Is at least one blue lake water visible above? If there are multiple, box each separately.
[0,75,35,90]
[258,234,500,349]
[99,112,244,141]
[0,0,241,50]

▬▬▬▬▬▬

§ Problem to solve: Render the rows above as a JSON list of strings with one string per line, omitting any blank lines.

§ Solution for this exercise:
[
  "Is at least one blue lake water visible above? If there are multiple, box each separately.",
  "[0,75,35,90]",
  "[258,234,500,349]",
  "[99,112,244,141]",
  "[0,0,241,50]"
]